BEGIN Passage for review
Brimelow : Well, opinion polls have consistently shown that the Americans are highly disturbed by the issue. There’s a reason why the President hasn’t been able to get his amnesty program through, although he’s been trying now for six years. That’s because when the Republican congressman go home, they find that their districts are fiercely opposed to it.

But it’s an unusual debate, this immigration debate—it doesn’t really surface. One reason is that there’s an unusual form of political correctness about immigration which embraces both left and right. For example, when we saw these National Research Council numbers coming out in 1997, about how California families are spending about $1000 a year to support the immigrant presence in the state, we thought it would cause a revolution. But it didn’t cause a revolution because it wasn’t reported anywhere.

No mainstream media paper wants to report this stuff. I could never write about the economics of immigration when I was at Forbes. They just simply wouldn’t allow it. They don’t want to hear about it. So the issue has been kept out of the debate very successfully for a very long time.
END Passage for review
## Task statement
Can you copy the interview excerpt on immigration word for word, between "No mainstream media" and "very long time.", inclusive?
BEGIN Extracted material
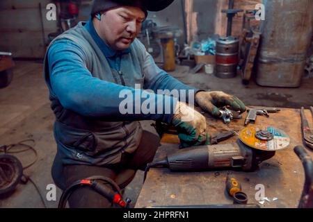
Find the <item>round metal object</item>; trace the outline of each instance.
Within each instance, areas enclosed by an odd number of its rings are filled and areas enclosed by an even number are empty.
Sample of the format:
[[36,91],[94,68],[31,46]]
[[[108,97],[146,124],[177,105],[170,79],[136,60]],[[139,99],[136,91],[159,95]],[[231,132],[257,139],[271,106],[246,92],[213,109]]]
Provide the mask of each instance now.
[[262,141],[270,141],[274,139],[274,135],[267,130],[259,130],[255,133],[255,137]]
[[[259,131],[265,131],[273,135],[273,139],[268,141],[257,138],[256,134]],[[259,135],[259,133],[258,133]],[[246,145],[264,151],[275,151],[286,148],[290,144],[290,137],[282,130],[268,126],[259,128],[256,126],[248,126],[239,133],[240,140]]]
[[216,41],[216,77],[234,78],[236,76],[239,41],[233,37],[220,37]]
[[243,192],[236,192],[234,194],[234,203],[246,204],[248,203],[248,196]]

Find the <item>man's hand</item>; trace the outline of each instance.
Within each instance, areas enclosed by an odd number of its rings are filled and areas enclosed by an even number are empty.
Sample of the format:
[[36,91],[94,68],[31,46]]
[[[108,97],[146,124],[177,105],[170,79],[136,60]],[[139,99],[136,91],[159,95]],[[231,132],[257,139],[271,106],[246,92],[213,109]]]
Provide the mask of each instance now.
[[216,117],[220,116],[218,108],[225,105],[229,105],[232,110],[240,112],[246,111],[246,106],[240,99],[223,92],[199,92],[195,94],[195,99],[202,110]]
[[209,142],[205,117],[186,103],[177,103],[172,124],[178,131],[182,148]]

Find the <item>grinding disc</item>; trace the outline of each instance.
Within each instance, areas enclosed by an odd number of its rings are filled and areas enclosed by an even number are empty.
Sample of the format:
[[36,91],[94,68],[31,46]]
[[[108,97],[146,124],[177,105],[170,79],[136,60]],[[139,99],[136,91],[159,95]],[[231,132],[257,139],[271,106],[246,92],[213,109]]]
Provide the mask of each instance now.
[[[271,135],[268,139],[261,140],[257,137],[261,131]],[[257,135],[257,136],[256,136]],[[264,128],[248,126],[239,133],[240,140],[246,145],[264,151],[275,151],[287,148],[290,144],[290,137],[282,130],[268,126]]]

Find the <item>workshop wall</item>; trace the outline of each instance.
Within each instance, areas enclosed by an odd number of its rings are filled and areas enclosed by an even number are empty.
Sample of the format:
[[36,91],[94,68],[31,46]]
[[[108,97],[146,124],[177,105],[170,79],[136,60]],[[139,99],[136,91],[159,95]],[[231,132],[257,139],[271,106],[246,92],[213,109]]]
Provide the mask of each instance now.
[[[235,8],[254,9],[255,4],[261,1],[236,0]],[[88,19],[92,2],[93,0],[82,1],[79,21]],[[15,58],[42,58],[48,44],[48,34],[57,31],[57,21],[46,19],[46,6],[49,3],[53,3],[53,1],[1,0],[0,49],[13,52]],[[183,45],[186,39],[190,43],[193,40],[206,39],[214,33],[225,35],[226,15],[220,11],[227,8],[228,0],[175,0],[170,7],[161,12],[150,12],[148,18],[153,19],[159,26],[172,26],[184,31],[184,15],[186,37],[183,34],[178,40],[178,43]],[[242,17],[236,17],[233,23],[234,35],[240,34],[241,24]]]
[[[92,0],[83,1],[79,20],[88,19],[91,2]],[[46,7],[50,3],[53,1],[1,0],[0,50],[12,52],[14,58],[42,58],[49,43],[48,34],[57,31],[57,21],[46,19]]]
[[[45,19],[48,0],[0,1],[0,49],[14,57],[42,58],[45,44],[39,3],[45,35],[56,31],[56,22]],[[45,39],[47,41],[47,39]]]

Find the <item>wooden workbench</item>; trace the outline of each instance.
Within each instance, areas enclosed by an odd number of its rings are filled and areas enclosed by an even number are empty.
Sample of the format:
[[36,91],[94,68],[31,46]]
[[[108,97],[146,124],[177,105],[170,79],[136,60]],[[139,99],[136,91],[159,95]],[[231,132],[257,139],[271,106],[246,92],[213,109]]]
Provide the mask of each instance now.
[[[312,117],[310,110],[305,110],[310,124]],[[211,135],[228,130],[239,131],[243,128],[242,119],[234,120],[229,126],[220,120],[207,117]],[[260,127],[273,126],[283,130],[291,138],[291,144],[284,150],[276,152],[270,160],[259,164],[255,172],[232,171],[241,182],[242,189],[248,197],[248,203],[257,204],[261,207],[297,207],[304,185],[304,171],[301,162],[294,152],[294,147],[302,145],[300,110],[282,109],[279,113],[270,114],[270,118],[258,116],[256,125]],[[220,144],[234,142],[234,137]],[[178,150],[178,138],[166,135],[162,139],[154,160],[159,160]],[[312,157],[312,152],[306,148]],[[218,173],[217,173],[218,172]],[[199,205],[232,204],[232,200],[225,193],[225,182],[227,171],[195,173],[173,173],[167,169],[152,169],[138,196],[136,207],[172,205]],[[257,190],[255,186],[264,185],[264,203],[255,200]]]

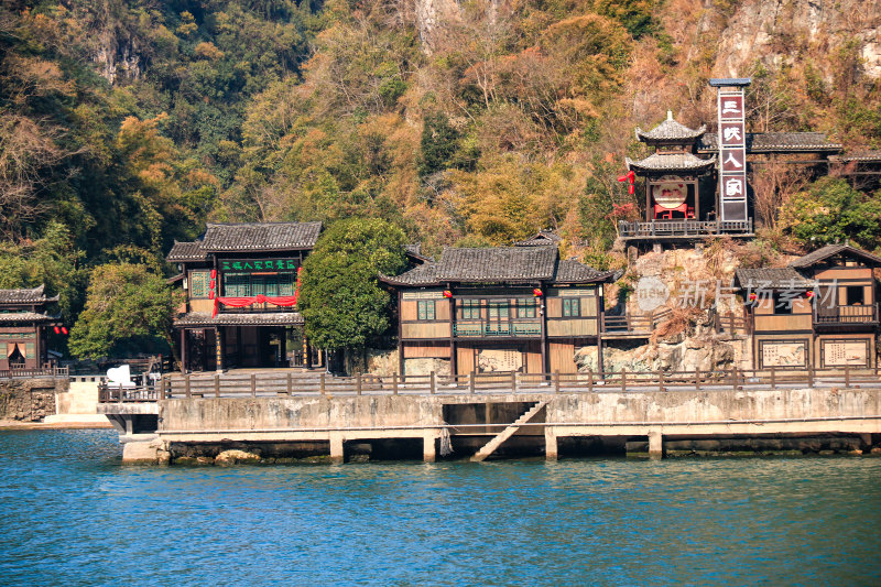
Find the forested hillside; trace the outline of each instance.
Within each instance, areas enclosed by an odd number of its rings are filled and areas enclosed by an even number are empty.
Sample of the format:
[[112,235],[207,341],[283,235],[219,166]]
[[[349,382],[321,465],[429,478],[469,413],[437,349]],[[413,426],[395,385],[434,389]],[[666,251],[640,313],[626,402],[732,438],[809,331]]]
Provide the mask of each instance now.
[[[95,267],[167,271],[208,219],[380,217],[428,253],[555,228],[609,265],[633,128],[711,127],[709,77],[753,77],[751,130],[881,146],[879,30],[859,0],[8,0],[0,286],[73,320]],[[877,195],[797,180],[769,242],[819,205],[881,244]]]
END Extracted material
## Result
No mainstream media paper wants to report this stuff. I could never write about the economics of immigration when I was at Forbes. They just simply wouldn’t allow it. They don’t want to hear about it. So the issue has been kept out of the debate very successfully for a very long time.